----- Material for this task

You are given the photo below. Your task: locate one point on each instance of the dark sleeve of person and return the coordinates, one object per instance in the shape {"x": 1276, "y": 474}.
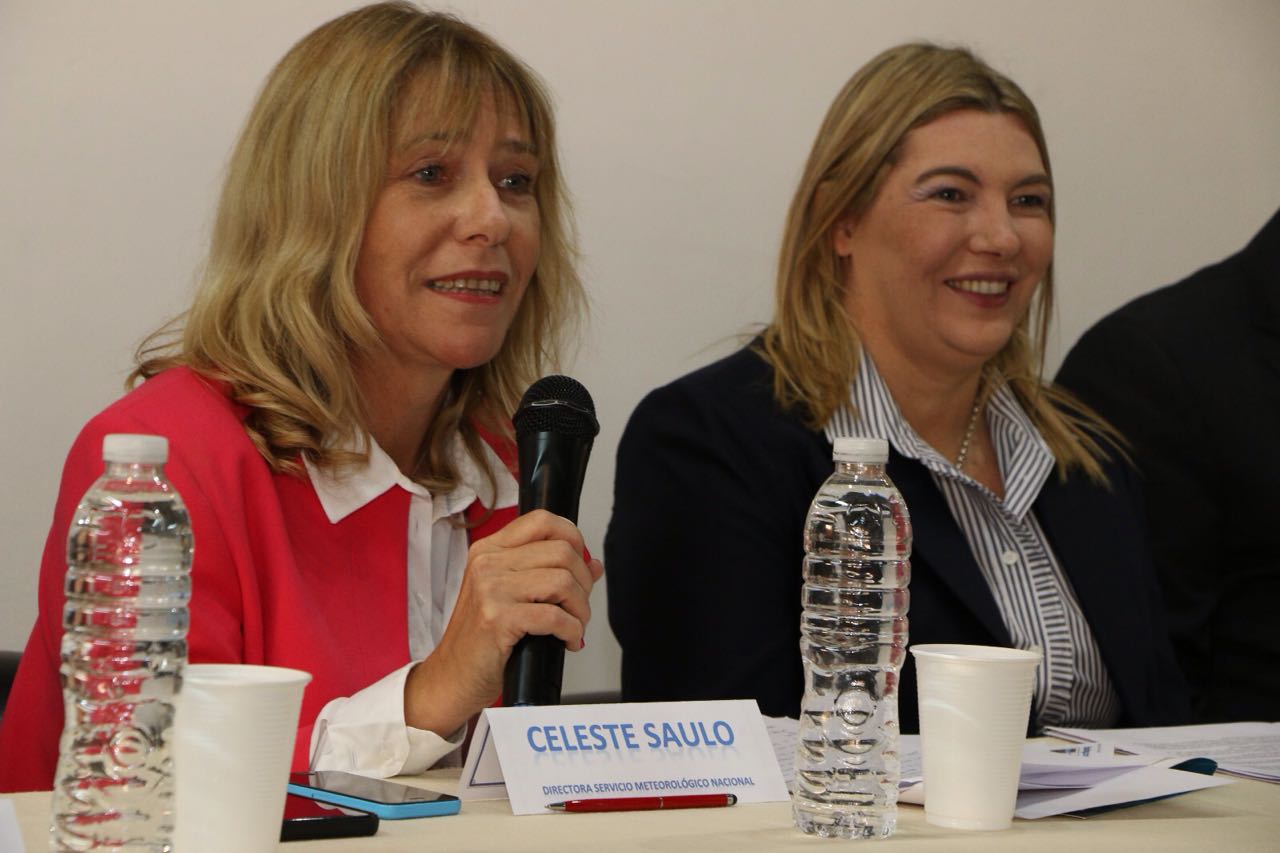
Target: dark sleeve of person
{"x": 1133, "y": 382}
{"x": 703, "y": 552}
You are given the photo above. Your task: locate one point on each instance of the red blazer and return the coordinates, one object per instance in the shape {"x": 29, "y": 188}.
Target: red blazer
{"x": 273, "y": 580}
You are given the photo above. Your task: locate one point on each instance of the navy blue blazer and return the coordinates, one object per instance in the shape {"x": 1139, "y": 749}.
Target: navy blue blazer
{"x": 704, "y": 556}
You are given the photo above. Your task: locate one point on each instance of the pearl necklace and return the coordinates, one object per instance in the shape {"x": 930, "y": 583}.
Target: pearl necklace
{"x": 963, "y": 456}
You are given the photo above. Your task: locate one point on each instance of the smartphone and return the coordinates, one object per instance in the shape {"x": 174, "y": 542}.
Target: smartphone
{"x": 385, "y": 799}
{"x": 310, "y": 819}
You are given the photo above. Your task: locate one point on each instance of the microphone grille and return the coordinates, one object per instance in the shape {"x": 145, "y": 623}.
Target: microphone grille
{"x": 557, "y": 404}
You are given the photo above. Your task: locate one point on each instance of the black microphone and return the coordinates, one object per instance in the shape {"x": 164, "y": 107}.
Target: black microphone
{"x": 554, "y": 428}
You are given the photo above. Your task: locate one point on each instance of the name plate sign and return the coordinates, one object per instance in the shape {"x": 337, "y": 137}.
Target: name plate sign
{"x": 542, "y": 755}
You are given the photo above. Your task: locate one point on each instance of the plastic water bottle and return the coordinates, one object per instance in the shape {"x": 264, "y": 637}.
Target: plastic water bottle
{"x": 124, "y": 647}
{"x": 856, "y": 566}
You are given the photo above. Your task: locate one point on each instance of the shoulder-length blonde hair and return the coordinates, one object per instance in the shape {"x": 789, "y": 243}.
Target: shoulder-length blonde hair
{"x": 810, "y": 342}
{"x": 277, "y": 318}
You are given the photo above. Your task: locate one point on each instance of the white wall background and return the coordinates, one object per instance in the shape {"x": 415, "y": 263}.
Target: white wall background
{"x": 684, "y": 124}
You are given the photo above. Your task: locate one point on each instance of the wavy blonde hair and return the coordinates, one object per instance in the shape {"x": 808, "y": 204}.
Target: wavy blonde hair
{"x": 275, "y": 315}
{"x": 810, "y": 342}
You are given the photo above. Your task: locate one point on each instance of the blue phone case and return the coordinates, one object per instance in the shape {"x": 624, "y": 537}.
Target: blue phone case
{"x": 437, "y": 806}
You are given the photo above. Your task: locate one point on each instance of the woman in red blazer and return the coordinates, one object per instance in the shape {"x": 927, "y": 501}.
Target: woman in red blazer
{"x": 389, "y": 268}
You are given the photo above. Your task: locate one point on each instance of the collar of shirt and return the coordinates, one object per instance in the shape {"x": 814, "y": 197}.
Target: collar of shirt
{"x": 342, "y": 492}
{"x": 1024, "y": 459}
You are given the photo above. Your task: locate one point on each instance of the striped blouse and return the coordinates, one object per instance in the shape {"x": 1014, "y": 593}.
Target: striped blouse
{"x": 1033, "y": 594}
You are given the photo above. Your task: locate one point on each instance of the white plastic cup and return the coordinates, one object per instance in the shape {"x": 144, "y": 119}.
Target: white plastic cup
{"x": 234, "y": 731}
{"x": 974, "y": 701}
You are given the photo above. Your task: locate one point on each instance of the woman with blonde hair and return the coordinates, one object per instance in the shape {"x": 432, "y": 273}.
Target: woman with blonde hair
{"x": 913, "y": 297}
{"x": 391, "y": 264}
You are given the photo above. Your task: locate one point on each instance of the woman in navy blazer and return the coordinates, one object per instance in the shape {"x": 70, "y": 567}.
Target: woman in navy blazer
{"x": 914, "y": 291}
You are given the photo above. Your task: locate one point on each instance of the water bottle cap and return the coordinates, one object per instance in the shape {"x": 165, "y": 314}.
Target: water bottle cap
{"x": 123, "y": 447}
{"x": 860, "y": 450}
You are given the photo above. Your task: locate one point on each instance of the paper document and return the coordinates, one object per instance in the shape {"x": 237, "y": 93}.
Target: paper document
{"x": 1055, "y": 778}
{"x": 1248, "y": 749}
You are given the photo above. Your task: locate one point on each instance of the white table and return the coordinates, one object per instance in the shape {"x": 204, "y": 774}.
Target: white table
{"x": 1230, "y": 819}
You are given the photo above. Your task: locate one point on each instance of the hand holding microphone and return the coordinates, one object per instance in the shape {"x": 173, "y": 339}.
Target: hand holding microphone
{"x": 526, "y": 589}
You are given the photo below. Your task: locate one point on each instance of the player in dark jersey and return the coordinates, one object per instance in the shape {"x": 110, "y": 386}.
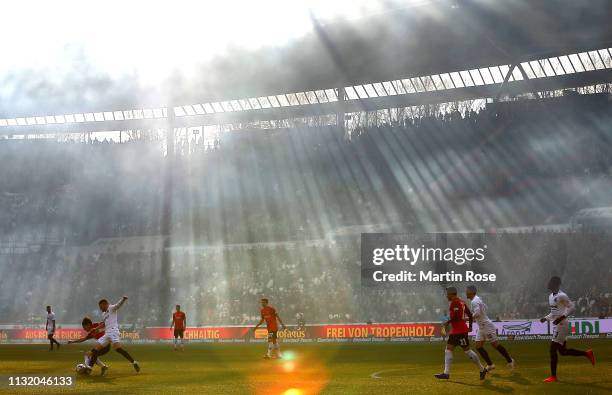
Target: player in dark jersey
{"x": 94, "y": 331}
{"x": 179, "y": 323}
{"x": 269, "y": 315}
{"x": 458, "y": 335}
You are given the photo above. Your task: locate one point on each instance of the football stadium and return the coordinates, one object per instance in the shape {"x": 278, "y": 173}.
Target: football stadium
{"x": 306, "y": 197}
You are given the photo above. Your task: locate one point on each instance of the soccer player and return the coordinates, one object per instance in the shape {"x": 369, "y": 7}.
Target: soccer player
{"x": 94, "y": 331}
{"x": 268, "y": 314}
{"x": 458, "y": 335}
{"x": 50, "y": 326}
{"x": 486, "y": 330}
{"x": 560, "y": 308}
{"x": 179, "y": 322}
{"x": 112, "y": 334}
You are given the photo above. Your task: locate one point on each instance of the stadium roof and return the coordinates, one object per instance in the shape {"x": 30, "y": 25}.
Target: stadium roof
{"x": 434, "y": 37}
{"x": 400, "y": 48}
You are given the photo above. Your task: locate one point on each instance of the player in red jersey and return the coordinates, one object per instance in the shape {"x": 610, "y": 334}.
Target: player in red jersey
{"x": 458, "y": 335}
{"x": 95, "y": 330}
{"x": 179, "y": 322}
{"x": 269, "y": 315}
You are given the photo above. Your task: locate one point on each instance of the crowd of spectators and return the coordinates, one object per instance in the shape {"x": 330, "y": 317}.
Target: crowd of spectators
{"x": 511, "y": 164}
{"x": 318, "y": 281}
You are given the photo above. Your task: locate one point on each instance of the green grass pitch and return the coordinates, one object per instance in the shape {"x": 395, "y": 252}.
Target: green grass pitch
{"x": 380, "y": 368}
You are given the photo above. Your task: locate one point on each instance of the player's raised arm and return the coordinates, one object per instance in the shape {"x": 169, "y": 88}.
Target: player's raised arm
{"x": 281, "y": 321}
{"x": 470, "y": 317}
{"x": 120, "y": 303}
{"x": 568, "y": 306}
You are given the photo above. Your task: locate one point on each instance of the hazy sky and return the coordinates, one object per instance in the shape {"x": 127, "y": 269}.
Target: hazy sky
{"x": 151, "y": 38}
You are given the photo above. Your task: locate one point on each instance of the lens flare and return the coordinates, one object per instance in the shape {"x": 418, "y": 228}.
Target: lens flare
{"x": 289, "y": 355}
{"x": 289, "y": 367}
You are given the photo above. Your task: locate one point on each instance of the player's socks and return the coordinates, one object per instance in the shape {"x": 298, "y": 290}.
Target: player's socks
{"x": 502, "y": 350}
{"x": 125, "y": 354}
{"x": 485, "y": 355}
{"x": 448, "y": 361}
{"x": 553, "y": 360}
{"x": 474, "y": 357}
{"x": 574, "y": 353}
{"x": 276, "y": 349}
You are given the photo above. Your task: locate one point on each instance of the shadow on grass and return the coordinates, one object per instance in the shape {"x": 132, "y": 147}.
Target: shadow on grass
{"x": 515, "y": 377}
{"x": 486, "y": 385}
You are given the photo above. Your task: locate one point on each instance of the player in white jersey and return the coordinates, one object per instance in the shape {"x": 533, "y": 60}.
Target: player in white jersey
{"x": 560, "y": 308}
{"x": 111, "y": 332}
{"x": 486, "y": 330}
{"x": 50, "y": 327}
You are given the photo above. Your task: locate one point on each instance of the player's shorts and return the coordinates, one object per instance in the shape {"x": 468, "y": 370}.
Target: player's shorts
{"x": 560, "y": 332}
{"x": 272, "y": 335}
{"x": 458, "y": 339}
{"x": 104, "y": 350}
{"x": 109, "y": 338}
{"x": 486, "y": 333}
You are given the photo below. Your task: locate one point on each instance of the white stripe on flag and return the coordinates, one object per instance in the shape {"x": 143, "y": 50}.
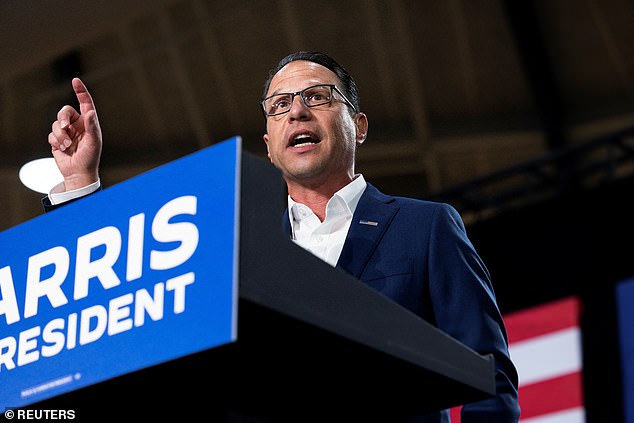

----------

**Given instruction**
Please pick out every line in the items above that contains the word "green" and copy each one. Case counts when matching.

**Solution to this problem**
You are given the photo above. Your task: locate one point on each instance of the green grass pitch and return the coordinates, one object per instance in the shape {"x": 395, "y": 252}.
Target: green grass pitch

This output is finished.